The lines to be set down run from the line containing "the concrete ledge" through the final line of the data below; print them exactly and print nothing else.
---
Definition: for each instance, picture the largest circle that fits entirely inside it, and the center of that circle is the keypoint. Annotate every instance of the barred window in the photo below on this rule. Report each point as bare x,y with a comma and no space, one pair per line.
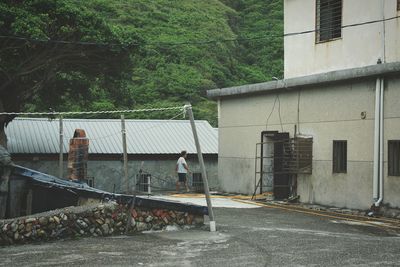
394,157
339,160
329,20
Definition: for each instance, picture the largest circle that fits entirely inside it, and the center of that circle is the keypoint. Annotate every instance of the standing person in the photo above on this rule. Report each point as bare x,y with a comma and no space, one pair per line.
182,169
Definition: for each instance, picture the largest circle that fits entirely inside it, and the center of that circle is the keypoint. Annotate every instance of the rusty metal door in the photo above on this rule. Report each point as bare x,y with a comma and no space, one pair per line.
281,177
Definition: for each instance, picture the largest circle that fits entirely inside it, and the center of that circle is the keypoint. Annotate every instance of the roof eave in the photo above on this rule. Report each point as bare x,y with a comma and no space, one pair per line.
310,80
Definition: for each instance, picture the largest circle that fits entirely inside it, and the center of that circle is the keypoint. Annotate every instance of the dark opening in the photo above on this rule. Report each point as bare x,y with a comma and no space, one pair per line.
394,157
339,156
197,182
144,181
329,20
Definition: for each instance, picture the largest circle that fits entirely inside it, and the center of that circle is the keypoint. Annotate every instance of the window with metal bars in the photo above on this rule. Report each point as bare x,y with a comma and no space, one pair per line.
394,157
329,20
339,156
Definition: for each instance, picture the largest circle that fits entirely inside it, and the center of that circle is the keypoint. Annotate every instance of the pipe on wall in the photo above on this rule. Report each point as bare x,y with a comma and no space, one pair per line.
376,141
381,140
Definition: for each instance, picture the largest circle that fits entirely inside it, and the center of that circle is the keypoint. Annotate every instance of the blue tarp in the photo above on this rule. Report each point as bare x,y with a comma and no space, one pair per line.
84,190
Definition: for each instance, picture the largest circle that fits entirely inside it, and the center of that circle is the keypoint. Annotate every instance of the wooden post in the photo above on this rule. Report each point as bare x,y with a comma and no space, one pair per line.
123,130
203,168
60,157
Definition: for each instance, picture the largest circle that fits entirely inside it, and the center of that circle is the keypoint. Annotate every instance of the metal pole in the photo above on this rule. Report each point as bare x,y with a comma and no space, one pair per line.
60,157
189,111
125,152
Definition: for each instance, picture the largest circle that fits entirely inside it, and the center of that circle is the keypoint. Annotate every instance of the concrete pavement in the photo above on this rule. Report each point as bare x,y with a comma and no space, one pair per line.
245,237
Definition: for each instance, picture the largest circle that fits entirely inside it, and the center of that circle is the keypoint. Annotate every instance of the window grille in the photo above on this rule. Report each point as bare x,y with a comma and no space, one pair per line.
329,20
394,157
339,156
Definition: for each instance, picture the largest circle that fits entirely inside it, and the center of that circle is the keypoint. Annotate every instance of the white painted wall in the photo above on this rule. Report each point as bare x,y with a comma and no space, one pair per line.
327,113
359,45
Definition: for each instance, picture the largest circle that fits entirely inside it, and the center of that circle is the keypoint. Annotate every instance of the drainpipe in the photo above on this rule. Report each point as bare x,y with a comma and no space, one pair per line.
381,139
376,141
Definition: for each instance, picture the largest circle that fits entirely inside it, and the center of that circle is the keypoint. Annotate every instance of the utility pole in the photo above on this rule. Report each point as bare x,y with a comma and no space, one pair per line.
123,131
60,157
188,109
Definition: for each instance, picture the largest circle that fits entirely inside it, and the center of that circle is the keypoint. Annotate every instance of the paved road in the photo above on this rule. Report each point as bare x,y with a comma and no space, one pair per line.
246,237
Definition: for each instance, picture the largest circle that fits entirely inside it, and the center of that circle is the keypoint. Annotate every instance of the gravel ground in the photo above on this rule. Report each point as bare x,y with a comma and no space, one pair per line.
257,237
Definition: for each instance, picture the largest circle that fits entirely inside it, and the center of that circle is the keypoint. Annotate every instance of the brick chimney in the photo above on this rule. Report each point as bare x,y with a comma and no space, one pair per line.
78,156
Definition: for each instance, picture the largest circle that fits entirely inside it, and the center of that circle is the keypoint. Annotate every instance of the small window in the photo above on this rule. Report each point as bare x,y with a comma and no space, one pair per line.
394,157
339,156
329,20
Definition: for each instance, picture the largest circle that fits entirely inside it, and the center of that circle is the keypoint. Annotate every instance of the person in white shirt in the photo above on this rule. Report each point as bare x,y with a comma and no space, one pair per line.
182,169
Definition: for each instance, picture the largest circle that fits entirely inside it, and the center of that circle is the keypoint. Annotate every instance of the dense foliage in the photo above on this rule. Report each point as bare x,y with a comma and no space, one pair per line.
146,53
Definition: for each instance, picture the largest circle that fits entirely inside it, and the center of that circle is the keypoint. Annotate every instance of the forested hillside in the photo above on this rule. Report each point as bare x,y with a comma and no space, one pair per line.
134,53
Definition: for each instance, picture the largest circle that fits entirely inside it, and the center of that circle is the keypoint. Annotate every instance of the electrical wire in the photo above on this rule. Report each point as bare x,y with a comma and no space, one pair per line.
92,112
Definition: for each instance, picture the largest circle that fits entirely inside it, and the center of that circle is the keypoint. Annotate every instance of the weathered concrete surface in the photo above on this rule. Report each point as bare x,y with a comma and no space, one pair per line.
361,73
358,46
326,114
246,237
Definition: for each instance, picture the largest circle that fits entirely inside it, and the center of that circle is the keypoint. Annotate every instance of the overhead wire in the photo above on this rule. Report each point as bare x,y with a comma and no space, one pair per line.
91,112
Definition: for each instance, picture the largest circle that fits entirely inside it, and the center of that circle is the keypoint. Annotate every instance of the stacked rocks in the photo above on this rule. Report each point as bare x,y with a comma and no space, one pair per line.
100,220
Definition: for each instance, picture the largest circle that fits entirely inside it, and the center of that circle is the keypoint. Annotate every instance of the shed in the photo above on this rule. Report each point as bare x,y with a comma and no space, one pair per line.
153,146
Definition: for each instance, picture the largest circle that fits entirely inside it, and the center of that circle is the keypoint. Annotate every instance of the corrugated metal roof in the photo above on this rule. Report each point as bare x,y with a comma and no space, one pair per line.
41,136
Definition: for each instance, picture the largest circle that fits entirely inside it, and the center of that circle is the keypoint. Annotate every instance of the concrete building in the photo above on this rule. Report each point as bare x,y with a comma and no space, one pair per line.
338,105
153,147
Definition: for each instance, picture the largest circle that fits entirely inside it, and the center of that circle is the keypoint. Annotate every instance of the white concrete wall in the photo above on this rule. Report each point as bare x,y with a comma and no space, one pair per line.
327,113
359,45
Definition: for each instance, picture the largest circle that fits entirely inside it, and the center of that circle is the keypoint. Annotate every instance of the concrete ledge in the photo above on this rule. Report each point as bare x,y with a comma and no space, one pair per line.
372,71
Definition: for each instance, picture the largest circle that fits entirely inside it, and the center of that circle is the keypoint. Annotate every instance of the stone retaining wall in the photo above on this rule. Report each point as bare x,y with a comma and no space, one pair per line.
---
:: Result ::
Definition: for each instance, picture the largest circle that fits entirely inside it, and the center of that circle is the keypoint. Annotate every instance of the concrete ledge in the photo above on this rule. Report each point as bare x,y with a comma and no space, one pair per line.
372,71
Definition: for each instance, picture the largest circle that fits entirely inside it, and the center of that circle is the keypoint. Annotate every instance of the stone retaining wall in the photo above on this rule. Report each point as bare x,y with a comma and no space, one pair per line.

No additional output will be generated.